Task brief:
Beginning with the line that includes "Target: floodlight tower" and ending with the last line of the listing below, write out each line exactly, with no other output.
□ □ □ □ □ □ □
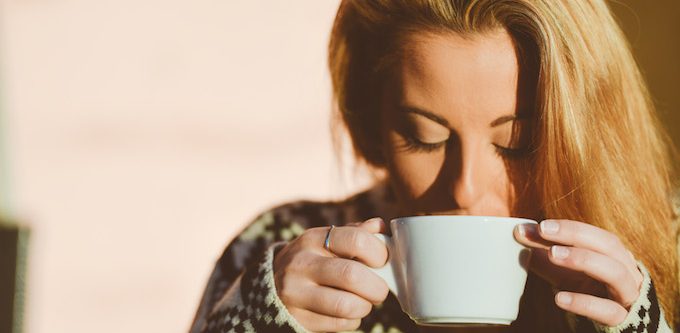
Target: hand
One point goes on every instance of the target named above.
(332, 291)
(599, 274)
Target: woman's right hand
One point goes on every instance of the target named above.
(332, 291)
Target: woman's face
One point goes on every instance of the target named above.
(455, 127)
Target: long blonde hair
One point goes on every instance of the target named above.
(600, 154)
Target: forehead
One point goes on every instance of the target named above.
(449, 72)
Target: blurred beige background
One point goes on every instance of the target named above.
(141, 136)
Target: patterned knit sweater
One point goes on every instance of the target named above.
(241, 294)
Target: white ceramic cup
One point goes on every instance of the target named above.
(456, 270)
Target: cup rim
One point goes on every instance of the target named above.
(466, 218)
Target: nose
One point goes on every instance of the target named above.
(469, 180)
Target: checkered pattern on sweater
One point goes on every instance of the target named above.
(241, 295)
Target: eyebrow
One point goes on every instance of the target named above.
(439, 119)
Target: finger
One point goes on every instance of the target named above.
(527, 234)
(540, 264)
(374, 225)
(351, 276)
(357, 243)
(583, 235)
(620, 283)
(335, 303)
(315, 322)
(602, 310)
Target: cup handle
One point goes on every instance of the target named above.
(386, 272)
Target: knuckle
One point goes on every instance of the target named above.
(309, 236)
(583, 260)
(346, 324)
(349, 273)
(358, 241)
(298, 263)
(343, 307)
(612, 243)
(365, 308)
(286, 294)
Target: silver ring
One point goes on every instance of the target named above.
(327, 242)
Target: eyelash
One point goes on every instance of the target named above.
(414, 145)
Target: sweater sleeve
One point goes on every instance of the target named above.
(645, 315)
(241, 294)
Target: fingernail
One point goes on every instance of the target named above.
(564, 298)
(559, 252)
(549, 227)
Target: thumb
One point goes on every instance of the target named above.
(374, 225)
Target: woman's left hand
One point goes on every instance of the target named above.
(597, 276)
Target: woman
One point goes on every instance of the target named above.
(531, 108)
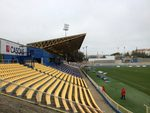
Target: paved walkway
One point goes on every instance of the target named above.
(99, 100)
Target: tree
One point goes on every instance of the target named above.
(76, 56)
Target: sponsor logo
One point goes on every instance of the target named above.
(7, 48)
(14, 50)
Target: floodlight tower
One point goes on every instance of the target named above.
□ □ □ □ □ □ □
Response area:
Target: floodlight tower
One point goes on every instance of the target named above.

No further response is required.